Exercise goal:
The records below must be transcribed exactly.

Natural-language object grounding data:
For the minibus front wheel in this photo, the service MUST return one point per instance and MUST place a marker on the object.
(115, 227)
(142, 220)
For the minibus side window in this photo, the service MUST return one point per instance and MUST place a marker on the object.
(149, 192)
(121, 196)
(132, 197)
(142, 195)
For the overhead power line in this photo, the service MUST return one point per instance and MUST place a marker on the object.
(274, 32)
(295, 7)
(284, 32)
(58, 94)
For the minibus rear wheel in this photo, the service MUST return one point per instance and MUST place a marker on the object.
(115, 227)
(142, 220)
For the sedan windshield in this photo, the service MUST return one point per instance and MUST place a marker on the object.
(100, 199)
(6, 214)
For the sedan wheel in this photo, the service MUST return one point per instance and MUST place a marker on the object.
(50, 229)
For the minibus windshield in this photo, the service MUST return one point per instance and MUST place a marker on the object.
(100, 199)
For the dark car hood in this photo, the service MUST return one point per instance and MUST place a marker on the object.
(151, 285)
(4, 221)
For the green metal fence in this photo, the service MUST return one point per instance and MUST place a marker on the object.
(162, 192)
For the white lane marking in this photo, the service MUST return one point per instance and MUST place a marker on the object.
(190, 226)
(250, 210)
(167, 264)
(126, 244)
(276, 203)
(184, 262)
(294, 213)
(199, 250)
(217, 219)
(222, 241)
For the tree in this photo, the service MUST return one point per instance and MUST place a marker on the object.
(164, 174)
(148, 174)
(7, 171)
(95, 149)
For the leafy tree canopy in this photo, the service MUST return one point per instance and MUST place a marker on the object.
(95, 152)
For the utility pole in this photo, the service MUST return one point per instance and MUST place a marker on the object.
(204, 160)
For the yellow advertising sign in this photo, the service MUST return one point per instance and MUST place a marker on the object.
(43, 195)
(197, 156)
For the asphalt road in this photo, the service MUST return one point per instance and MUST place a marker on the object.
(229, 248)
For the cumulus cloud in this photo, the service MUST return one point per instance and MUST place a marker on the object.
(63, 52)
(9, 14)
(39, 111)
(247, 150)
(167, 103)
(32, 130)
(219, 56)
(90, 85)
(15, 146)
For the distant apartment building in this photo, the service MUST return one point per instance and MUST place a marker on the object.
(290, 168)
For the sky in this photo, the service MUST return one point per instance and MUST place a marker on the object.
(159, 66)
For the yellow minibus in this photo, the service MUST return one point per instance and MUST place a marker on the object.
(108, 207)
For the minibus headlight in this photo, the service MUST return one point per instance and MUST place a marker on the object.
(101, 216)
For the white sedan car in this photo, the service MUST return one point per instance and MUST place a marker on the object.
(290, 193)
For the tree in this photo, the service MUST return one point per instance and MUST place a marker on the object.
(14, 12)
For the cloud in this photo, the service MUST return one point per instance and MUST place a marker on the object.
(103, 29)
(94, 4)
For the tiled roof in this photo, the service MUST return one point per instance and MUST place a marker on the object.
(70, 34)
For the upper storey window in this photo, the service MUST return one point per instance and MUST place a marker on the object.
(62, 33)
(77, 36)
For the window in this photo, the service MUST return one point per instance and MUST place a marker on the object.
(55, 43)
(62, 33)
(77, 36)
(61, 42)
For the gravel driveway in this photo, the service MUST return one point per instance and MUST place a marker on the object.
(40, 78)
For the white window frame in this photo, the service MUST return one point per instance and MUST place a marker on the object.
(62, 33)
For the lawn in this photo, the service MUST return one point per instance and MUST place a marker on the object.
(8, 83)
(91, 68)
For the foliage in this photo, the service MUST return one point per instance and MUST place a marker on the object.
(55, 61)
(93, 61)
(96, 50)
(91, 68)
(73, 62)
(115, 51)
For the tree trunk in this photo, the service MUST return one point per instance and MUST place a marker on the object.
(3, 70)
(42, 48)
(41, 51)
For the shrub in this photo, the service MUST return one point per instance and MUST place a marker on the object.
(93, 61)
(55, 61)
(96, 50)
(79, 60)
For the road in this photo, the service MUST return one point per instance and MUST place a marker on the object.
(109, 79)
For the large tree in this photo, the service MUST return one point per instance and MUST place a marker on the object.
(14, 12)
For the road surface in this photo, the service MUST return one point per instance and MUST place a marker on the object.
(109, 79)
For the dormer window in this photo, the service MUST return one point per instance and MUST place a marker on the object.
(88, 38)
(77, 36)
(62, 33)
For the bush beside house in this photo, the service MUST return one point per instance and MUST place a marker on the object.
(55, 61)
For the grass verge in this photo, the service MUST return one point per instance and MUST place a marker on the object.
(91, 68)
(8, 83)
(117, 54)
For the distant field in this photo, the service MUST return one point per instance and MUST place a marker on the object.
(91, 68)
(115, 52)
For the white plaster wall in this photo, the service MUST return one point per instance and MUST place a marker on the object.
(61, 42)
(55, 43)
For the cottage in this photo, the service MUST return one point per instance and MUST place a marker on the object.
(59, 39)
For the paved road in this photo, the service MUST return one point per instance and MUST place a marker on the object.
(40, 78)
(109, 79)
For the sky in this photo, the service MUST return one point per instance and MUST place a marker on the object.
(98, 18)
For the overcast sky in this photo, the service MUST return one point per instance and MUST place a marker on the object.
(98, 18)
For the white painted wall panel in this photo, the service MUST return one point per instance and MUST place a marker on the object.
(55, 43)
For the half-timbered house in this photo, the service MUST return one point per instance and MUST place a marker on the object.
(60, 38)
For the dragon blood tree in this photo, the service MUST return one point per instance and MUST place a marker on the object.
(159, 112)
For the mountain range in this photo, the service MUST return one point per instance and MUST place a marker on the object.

Expected answer:
For the minibus front wheel in this photo, the service MUST return one point per instance and MUST place a marker on the object.
(115, 227)
(142, 220)
For the minibus side window in this photo, the service MUST return one point per instance and MUST place a marker on the object.
(149, 192)
(121, 196)
(132, 197)
(142, 195)
For the overhead power line in this photo, the service MUST return one point per instance and MUST place a marker on the object.
(274, 32)
(295, 7)
(284, 32)
(58, 94)
For the minibus rear wheel in this photo, the service MUST return one point per instance and MUST place a marker on the object.
(115, 227)
(142, 220)
For the sedan windshield in this photo, the service MUST return one point per instance and MUST place a marker on the object.
(100, 199)
(6, 214)
For the sedan wheel in this photo, the service MUST return one point per instance and MUST place a marker on the object.
(50, 229)
For the minibus windshield in this photo, the service MUST return one point per instance and MUST place a marker on the object.
(100, 199)
For the dark car hood in this photo, the service MUST return one point per instance and MUST place a marker on the object.
(151, 285)
(4, 221)
For the green metal fence in this photo, the service MUST return one point per instance and MUST place a marker on the object.
(162, 192)
For the white lane marking in this photo, the service MUST return one point per instance and MUST place a marker on the object.
(190, 226)
(250, 210)
(167, 264)
(126, 244)
(276, 203)
(184, 262)
(294, 213)
(199, 250)
(217, 219)
(222, 241)
For the tree in this photo, the service MUST return one point per instance and MUST place a marker on the object.
(164, 174)
(148, 174)
(7, 171)
(95, 149)
For the leafy tree canopy in this photo, the service MUST return one point per instance and MUST place a marker on the object.
(95, 152)
For the utility pole in this photo, the service MUST return one point per instance and MUST place a marker on the object.
(204, 160)
For the yellow advertising sign in this photo, the service MUST return one point per instance and MUST place a marker on the object.
(43, 195)
(197, 156)
For the asphalt road in this photo, the service MUST return one point per instance and MUST place a marker on the object.
(229, 248)
For the cumulus cloud in this photo, the service MUST return one point per instance and MUST place a marker on the object.
(63, 52)
(9, 14)
(39, 111)
(247, 150)
(167, 103)
(32, 130)
(219, 56)
(90, 85)
(15, 146)
For the distant apartment building in this photo, the service MUST return one point per instance and MUST place a marker on the object.
(290, 168)
For the sky in this photo, the service MUST return one point per instance and MUST place a marker on the object.
(159, 66)
For the yellow minibus in this photo, the service MUST return one point per instance and MUST place a marker on the object.
(108, 207)
For the minibus headlight in this photo, the service MUST return one point per instance and MUST place a marker on the object.
(101, 216)
For the white sedan car in this photo, the service MUST return one point per instance and MUST place a marker on the object.
(290, 193)
For the tree in this photo, the service MUST return one point per instance and MUST place a marker on the object.
(14, 12)
For the cloud in this photo, the service MUST return one point per instance and MUST place a marker on the object.
(103, 29)
(94, 4)
For the tiled roof in this photo, the service MUST return one point per instance and MUST place a marker on the object.
(70, 34)
For the upper storey window in this photo, the service MUST return one point per instance and MUST place a marker on the object.
(62, 33)
(77, 36)
For the window in this photo, the service MUST return one point per instance and MUST place a marker on the object.
(55, 43)
(62, 33)
(77, 36)
(61, 42)
For the gravel driveway in this photo, the service MUST return one point per instance and MUST place a marker on the object.
(40, 78)
For the white window frame in this photo, the service MUST return one point per instance and MUST place a marker on the object.
(62, 33)
For the lawn in this photo, the service MUST return one point per instance and MUST place a marker on the object.
(8, 83)
(91, 68)
For the foliage in this photo, the service MUST return one point per instance and MUST place a marker on the object.
(55, 61)
(93, 61)
(96, 50)
(91, 68)
(73, 62)
(115, 51)
For the tree trunk in this photo, the service MUST return one point per instance and MUST place a marker on the object.
(3, 70)
(42, 48)
(41, 51)
For the shrub in this photo, the service MUST return one point per instance and MUST place a marker on the object.
(93, 61)
(55, 61)
(96, 50)
(79, 60)
For the road in this photo, the service MUST return one point per instance and MUST place a marker on the object.
(109, 79)
For the large tree in this photo, the service MUST return one point per instance and MUST place a marker on the object.
(14, 12)
For the road surface in this photo, the service MUST return one point per instance and MUST place a marker on the object.
(109, 79)
For the dormer window in this photo, the service MUST return one point per instance and MUST place a marker on the object.
(88, 38)
(77, 36)
(62, 33)
For the bush beside house in this photo, the service MUST return one point per instance and MUST place a marker on the object.
(55, 61)
For the grass verge in this photo, the service MUST return one point per instance and MUST place a marker on the object.
(91, 68)
(8, 83)
(117, 54)
For the distant field in this photo, the service MUST return one point per instance and MUST place a marker on the object.
(91, 68)
(115, 52)
For the white plaster wall in this photo, the service MUST return one point per instance and MUST place a marker on the object.
(61, 42)
(55, 43)
For the cottage in this photo, the service MUST return one point per instance and MUST place a marker on the object.
(59, 39)
For the paved road in this photo, the service MUST return one point per instance and MUST place a marker on the object.
(40, 78)
(109, 79)
For the sky in this photo, the service MUST return one point per instance and MUST place a marker on the object.
(98, 18)
For the overcast sky in this photo, the service MUST return one point per instance and MUST place a marker on the object.
(98, 18)
For the white painted wall panel in this photo, the service MUST return one point per instance and MUST place a marker on the object.
(55, 43)
For the half-timbered house in this photo, the service MUST return one point per instance and MUST place a marker on the object.
(60, 38)
For the dragon blood tree in this photo, the service MUST return one point per instance and MUST place a marker on the object.
(159, 112)
For the mountain range in this photo, the service MUST return one point per instance and MUST place a marker on the object.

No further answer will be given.